-- begin EXTRACTED INFORMATION --

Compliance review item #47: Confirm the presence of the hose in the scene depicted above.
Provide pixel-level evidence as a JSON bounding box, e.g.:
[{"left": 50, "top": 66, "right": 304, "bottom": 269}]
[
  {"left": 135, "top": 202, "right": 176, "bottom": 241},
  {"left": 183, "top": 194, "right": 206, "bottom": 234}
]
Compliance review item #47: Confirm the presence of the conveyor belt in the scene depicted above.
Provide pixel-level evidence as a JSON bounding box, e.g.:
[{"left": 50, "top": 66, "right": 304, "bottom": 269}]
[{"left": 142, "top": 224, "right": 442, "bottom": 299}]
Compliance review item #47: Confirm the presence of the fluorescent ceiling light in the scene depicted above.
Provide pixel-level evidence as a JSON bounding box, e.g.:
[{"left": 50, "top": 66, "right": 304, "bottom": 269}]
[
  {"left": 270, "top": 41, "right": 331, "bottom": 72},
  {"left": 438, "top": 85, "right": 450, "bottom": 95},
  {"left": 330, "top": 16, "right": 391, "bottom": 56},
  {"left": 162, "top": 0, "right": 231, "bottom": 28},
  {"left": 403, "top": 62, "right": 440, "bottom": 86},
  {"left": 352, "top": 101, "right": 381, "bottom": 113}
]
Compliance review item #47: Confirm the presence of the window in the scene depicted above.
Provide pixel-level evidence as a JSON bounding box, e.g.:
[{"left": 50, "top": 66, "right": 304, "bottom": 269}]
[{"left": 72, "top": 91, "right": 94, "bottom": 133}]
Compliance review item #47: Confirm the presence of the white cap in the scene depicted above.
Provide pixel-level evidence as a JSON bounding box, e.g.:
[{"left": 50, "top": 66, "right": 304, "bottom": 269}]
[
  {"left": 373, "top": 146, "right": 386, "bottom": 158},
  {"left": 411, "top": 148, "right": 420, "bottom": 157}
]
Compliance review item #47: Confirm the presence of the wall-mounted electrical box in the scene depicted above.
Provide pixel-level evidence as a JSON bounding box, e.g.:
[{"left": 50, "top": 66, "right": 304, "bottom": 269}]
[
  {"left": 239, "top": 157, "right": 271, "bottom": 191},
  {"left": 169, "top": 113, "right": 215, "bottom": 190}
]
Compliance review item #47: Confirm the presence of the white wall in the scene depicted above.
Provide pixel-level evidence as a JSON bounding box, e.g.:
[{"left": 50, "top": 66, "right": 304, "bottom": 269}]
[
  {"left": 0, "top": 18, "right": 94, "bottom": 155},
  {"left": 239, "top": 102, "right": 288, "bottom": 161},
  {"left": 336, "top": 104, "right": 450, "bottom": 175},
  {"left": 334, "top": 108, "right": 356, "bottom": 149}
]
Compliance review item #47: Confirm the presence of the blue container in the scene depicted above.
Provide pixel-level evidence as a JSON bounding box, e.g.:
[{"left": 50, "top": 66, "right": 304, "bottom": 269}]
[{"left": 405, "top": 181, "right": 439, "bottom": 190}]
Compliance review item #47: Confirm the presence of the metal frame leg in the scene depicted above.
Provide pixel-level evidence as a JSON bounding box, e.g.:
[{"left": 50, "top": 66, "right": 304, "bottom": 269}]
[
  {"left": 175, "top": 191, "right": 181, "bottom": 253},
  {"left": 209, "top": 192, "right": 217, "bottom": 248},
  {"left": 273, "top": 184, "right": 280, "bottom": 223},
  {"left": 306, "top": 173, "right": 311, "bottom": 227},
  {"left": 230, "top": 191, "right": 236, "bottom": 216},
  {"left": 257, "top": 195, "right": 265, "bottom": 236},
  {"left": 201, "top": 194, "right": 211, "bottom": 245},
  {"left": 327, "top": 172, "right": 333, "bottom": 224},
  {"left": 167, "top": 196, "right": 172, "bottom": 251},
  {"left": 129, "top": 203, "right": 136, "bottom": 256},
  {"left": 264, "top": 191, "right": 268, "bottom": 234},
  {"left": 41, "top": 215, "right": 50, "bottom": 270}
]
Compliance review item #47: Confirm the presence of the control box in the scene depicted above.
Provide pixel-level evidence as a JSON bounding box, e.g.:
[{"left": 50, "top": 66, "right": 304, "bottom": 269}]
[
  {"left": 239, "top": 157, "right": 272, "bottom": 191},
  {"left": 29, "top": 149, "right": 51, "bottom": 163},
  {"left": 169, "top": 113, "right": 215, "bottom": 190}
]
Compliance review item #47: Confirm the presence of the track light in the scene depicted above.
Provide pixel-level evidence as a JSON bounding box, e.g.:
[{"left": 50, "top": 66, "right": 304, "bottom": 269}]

-- end EXTRACTED INFORMATION --

-- WHAT YOU ARE ASKED TO DO --
Collect each line of the object detection data above that contains the string "white".

-- EXERCISE SOLUTION --
Compliance review item #47: Confirm the presence of the white cap in the scene depicted above.
Compliance review item #47: Confirm the presence of the white wall in the scene depicted above.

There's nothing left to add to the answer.